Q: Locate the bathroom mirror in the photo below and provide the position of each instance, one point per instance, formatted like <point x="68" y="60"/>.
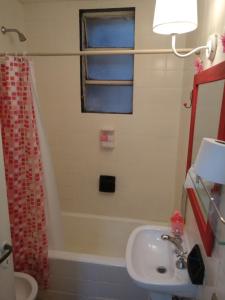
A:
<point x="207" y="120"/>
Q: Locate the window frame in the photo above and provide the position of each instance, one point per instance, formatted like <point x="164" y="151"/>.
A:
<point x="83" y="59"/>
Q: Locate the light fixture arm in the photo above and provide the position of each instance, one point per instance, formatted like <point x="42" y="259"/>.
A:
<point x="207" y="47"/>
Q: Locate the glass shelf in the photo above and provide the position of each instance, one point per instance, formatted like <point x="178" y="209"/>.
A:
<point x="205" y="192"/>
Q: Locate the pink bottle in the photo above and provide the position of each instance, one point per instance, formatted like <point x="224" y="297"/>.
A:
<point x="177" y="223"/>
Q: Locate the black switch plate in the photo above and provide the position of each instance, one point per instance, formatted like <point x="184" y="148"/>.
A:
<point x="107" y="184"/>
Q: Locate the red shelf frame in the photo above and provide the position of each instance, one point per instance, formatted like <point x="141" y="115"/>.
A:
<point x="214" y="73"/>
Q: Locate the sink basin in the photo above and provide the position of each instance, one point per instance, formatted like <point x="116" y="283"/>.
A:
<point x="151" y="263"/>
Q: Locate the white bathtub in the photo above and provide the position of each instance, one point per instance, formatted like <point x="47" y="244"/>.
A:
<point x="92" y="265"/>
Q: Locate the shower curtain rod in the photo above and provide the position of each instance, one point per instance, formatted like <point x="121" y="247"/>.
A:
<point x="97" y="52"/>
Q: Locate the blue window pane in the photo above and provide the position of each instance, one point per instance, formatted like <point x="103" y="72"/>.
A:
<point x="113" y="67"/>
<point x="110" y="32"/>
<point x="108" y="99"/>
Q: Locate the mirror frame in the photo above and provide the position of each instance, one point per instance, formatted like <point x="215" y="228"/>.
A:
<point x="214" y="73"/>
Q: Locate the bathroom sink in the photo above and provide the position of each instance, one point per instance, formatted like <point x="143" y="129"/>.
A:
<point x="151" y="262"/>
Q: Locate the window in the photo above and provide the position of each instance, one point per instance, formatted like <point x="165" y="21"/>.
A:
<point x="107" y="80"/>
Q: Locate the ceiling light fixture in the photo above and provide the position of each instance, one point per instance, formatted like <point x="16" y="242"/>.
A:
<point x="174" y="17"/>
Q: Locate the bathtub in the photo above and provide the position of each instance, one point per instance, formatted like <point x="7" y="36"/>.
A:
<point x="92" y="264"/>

#### [WHAT IS BEING ASKED]
Find the line that contains "Q: Locate the bathtub". Repeat it and every line after it, exactly as written, up to and including the last line of the records above.

#### [WRITTEN RESPONSE]
Q: Locate the bathtub in the photo above and provide the position of each instance, one point per instance, formatted like <point x="7" y="36"/>.
A:
<point x="92" y="264"/>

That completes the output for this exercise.